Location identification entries
━━━━━━

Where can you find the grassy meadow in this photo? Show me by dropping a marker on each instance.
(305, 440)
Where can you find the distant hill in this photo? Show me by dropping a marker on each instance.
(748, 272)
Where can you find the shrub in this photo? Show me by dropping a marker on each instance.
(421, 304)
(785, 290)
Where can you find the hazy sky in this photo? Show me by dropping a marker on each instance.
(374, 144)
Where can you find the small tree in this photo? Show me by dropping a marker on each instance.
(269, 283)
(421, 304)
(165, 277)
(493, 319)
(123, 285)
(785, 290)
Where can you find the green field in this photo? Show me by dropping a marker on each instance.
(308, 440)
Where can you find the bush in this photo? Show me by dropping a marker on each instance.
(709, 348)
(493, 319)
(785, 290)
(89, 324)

━━━━━━

Produce an exact repeat of the lines from the one containing "Where can you find the distant" through the last line of the data, and nothing more.

# Expected answer:
Where can you find the distant hill in this photo? Show me by dropping a marker on each instance.
(748, 272)
Where can you find the shrub in this photo? Show me by dropping a marker on each instance.
(421, 304)
(785, 290)
Where can you find the hazy sky in this photo? Show me by dropping a marker on each instance.
(374, 144)
Where can you find the small tree in this photo? Show me by dropping a marker on each instance.
(269, 283)
(421, 304)
(165, 277)
(493, 319)
(123, 285)
(785, 290)
Where can you find the green field in this photo? Show me by dropping a marker on each instance.
(308, 440)
Where can you find the bush in this photo? Show me by dropping a marker on each instance.
(709, 348)
(493, 319)
(785, 290)
(89, 324)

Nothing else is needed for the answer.